>> START
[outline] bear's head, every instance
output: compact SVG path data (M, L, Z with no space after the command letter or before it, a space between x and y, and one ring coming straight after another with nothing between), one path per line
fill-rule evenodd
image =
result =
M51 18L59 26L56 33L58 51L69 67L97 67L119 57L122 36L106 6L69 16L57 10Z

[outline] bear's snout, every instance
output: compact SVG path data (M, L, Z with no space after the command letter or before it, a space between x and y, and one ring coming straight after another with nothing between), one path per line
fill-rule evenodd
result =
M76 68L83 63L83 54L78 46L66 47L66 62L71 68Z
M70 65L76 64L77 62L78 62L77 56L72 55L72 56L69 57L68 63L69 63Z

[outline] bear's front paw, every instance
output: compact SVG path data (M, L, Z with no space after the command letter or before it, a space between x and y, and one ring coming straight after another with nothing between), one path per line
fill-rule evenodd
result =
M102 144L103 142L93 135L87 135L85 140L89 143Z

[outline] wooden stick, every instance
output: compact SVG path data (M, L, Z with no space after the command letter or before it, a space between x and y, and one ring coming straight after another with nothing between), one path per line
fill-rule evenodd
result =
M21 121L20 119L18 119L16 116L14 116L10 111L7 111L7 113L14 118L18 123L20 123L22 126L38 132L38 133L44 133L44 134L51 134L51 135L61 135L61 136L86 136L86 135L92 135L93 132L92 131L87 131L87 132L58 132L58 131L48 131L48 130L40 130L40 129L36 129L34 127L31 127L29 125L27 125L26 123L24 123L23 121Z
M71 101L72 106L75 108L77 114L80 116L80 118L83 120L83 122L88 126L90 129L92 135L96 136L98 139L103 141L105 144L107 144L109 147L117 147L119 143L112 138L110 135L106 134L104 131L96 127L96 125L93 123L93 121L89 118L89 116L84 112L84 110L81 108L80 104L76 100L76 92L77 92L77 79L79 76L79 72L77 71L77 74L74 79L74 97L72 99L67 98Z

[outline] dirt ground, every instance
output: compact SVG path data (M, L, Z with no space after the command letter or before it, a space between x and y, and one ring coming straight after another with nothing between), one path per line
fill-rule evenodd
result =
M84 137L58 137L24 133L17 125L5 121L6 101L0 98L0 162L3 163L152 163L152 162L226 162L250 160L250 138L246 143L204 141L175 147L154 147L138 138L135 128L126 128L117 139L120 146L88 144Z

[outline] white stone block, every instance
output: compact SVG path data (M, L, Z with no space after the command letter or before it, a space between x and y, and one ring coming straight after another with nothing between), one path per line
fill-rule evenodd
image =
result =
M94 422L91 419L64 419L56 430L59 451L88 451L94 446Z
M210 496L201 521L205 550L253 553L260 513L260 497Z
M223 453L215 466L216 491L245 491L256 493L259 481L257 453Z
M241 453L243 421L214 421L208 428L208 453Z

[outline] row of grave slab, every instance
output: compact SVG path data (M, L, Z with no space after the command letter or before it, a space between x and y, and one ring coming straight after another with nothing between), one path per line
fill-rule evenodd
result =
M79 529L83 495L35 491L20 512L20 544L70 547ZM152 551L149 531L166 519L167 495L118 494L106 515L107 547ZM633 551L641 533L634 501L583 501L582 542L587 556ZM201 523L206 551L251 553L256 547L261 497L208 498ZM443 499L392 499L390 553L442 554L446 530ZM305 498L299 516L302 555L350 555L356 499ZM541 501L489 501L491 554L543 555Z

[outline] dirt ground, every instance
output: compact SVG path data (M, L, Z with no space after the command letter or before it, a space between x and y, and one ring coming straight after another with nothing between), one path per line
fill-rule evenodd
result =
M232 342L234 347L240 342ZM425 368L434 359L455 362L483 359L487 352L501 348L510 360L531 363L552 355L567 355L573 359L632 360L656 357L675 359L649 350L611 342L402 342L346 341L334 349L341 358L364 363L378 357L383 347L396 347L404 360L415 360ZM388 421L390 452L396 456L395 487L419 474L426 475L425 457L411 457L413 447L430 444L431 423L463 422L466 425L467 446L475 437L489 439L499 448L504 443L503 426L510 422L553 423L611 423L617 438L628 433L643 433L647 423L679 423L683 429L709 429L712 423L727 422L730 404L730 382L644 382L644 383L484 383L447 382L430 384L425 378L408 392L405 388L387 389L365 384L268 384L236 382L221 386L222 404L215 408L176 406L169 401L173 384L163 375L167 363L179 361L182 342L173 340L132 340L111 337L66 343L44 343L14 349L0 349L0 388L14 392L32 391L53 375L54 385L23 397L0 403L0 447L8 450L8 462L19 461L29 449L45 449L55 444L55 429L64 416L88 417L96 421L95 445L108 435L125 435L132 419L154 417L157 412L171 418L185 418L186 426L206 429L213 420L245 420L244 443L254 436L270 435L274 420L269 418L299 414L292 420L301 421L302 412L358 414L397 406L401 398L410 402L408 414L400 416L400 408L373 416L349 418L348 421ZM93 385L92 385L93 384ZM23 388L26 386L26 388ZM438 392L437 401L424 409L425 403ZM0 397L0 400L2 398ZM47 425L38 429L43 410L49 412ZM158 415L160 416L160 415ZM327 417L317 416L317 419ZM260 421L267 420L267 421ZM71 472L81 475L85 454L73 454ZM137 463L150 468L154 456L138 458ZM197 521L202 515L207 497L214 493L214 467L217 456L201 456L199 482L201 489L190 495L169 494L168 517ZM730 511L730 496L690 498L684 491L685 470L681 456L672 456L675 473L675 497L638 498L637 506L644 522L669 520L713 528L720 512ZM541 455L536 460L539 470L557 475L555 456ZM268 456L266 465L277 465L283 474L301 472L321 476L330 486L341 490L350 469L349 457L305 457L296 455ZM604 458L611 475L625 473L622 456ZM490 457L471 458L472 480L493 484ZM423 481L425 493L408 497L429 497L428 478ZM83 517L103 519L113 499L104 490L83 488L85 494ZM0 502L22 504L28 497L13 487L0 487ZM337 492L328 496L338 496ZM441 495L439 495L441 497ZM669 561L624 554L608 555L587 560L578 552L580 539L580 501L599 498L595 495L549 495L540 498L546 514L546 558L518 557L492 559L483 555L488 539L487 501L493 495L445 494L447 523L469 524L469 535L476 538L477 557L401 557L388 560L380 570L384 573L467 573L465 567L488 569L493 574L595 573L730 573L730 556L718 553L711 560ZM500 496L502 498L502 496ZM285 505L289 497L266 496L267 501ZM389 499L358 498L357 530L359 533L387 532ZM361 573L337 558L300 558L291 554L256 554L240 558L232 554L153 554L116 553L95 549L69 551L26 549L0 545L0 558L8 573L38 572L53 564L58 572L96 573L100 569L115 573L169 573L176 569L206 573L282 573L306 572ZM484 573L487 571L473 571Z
>> END
◆ Given task
Recast the data from the line containing "[outline] bear's snout, every instance" through the line containing "M102 144L103 142L93 135L87 135L85 140L89 143Z" as a Markdown table with the columns Row and Line. Put each line's running number under Row and the line itself under Line, and leave out blank lines.

◆ Completed task
| Row | Line |
|---|---|
| 1 | [outline] bear's snout, every instance |
| 2 | output: compact SVG path data (M, L, Z with no space after the command letter or before it, a space between x and y, and one ring coming straight after another with nothing between), one path per line |
| 3 | fill-rule evenodd |
| 4 | result = |
| 5 | M76 68L83 63L83 54L78 46L66 47L66 62L71 68Z |
| 6 | M70 65L76 64L77 62L78 62L77 56L72 55L72 56L69 57L68 63L69 63Z |
| 7 | [outline] bear's front paw, every instance |
| 8 | output: compact SVG path data (M, L, Z with no space after the command letter or before it, a space between x and y, and one ring coming straight after another with nothing between), one path per line |
| 9 | fill-rule evenodd |
| 10 | result = |
| 11 | M102 144L103 142L93 135L87 135L85 140L89 143Z |